++++ Items

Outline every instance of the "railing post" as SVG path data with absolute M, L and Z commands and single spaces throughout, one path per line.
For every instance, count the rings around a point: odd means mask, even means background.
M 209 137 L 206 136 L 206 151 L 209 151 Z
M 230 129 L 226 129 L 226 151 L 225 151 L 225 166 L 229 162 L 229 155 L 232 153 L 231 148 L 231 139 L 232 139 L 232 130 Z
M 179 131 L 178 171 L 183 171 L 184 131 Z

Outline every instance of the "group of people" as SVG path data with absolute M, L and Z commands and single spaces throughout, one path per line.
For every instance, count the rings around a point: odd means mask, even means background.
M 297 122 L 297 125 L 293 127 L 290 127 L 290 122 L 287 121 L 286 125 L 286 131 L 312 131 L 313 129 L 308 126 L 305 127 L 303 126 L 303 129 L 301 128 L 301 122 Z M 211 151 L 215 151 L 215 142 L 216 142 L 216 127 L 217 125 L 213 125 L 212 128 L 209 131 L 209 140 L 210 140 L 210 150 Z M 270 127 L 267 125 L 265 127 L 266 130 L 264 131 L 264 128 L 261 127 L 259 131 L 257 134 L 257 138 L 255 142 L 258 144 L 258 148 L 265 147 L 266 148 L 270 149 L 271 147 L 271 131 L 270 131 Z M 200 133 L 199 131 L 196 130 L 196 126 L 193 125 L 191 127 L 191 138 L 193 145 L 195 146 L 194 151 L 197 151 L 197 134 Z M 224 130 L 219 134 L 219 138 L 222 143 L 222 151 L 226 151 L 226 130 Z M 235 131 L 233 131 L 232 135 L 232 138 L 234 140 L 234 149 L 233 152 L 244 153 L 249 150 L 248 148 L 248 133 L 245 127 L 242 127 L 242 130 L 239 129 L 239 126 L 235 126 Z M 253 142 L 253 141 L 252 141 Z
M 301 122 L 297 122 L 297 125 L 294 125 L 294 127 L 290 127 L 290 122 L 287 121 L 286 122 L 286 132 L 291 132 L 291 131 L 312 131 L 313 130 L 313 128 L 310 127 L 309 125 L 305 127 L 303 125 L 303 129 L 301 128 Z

++++++++

→ Your objective:
Rewrite the entries from their first line through the line holding "M 179 131 L 178 171 L 183 171 L 184 131 Z", inclusive, swapping "background" for "backdrop" and leaving everything else as it stands.

→ Written answer:
Outline every instance of the "railing post" as SVG path data with absolute M, L and Z commands and single spaces throughout, one path per line.
For every instance, count the rings around a point: odd means mask, even means backdrop.
M 209 137 L 206 136 L 206 151 L 209 151 Z
M 230 129 L 226 129 L 226 151 L 225 151 L 225 166 L 229 162 L 229 155 L 232 153 L 231 148 L 231 139 L 232 139 L 232 130 Z
M 179 131 L 178 171 L 183 171 L 184 131 Z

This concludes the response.